[What is being asked] Shift the items from the line containing "Mark one point on each instance of the person standing" through the end of the items, both ends included, by writing those lines out again with their requests unchanged and 110 added to each number in the answer coordinates.

[The data]
■ ■ ■ ■
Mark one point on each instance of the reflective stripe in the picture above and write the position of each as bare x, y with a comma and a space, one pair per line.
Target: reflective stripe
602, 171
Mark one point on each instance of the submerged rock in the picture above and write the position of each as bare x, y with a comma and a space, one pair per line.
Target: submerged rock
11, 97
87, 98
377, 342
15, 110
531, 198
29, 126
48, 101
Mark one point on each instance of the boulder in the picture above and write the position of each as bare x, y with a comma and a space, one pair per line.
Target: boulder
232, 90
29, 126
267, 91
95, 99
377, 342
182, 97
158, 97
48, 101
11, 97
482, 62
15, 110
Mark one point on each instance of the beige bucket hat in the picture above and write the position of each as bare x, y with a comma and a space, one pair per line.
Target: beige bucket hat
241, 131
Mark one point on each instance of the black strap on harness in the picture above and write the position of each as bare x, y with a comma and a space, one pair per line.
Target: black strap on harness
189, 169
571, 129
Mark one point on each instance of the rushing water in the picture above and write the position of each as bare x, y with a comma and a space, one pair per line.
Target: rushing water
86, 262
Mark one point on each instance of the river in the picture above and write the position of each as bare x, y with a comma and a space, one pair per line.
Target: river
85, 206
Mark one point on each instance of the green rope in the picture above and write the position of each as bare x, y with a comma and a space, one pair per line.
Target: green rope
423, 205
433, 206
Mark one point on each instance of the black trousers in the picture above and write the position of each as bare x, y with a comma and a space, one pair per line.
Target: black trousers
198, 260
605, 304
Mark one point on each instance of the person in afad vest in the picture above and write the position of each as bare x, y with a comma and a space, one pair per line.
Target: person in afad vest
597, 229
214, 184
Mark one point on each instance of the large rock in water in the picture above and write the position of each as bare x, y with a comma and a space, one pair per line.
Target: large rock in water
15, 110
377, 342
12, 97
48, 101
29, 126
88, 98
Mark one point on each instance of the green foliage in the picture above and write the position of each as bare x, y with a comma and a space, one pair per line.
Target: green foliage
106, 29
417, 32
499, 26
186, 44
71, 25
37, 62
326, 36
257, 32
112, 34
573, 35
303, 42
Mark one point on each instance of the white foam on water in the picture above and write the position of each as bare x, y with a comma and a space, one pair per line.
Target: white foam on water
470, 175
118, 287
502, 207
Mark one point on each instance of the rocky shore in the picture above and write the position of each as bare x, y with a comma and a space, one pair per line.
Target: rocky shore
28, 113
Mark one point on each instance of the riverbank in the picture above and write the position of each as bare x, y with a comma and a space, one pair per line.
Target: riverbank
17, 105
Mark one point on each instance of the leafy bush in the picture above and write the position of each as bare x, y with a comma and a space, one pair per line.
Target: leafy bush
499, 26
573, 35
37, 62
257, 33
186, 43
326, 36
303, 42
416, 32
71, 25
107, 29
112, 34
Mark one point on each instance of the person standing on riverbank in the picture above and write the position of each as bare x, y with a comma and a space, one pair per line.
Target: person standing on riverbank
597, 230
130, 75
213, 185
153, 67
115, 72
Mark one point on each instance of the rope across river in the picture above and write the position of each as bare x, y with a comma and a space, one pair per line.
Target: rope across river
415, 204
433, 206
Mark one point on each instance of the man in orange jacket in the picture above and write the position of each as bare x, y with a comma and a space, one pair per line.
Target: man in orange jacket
■ ■ ■ ■
[Solution to this problem]
Mark one point on each instance of the person standing on riverbank in the picture above and write the position of each as bare x, y with a comma and a space, one pair per line.
Target: person standing on riverbank
707, 340
240, 185
323, 295
263, 177
225, 182
Mark one point on each instance of the rope across river in the picture above and write the position of each as bare x, y with a comma and a space, one pair per line.
Target: rope across river
525, 314
543, 316
Mark one point on each instance of the man in orange jacket in the picture above and write the position of each as bare x, y with a comma and a space, one pair per line.
Target: man in orange jacket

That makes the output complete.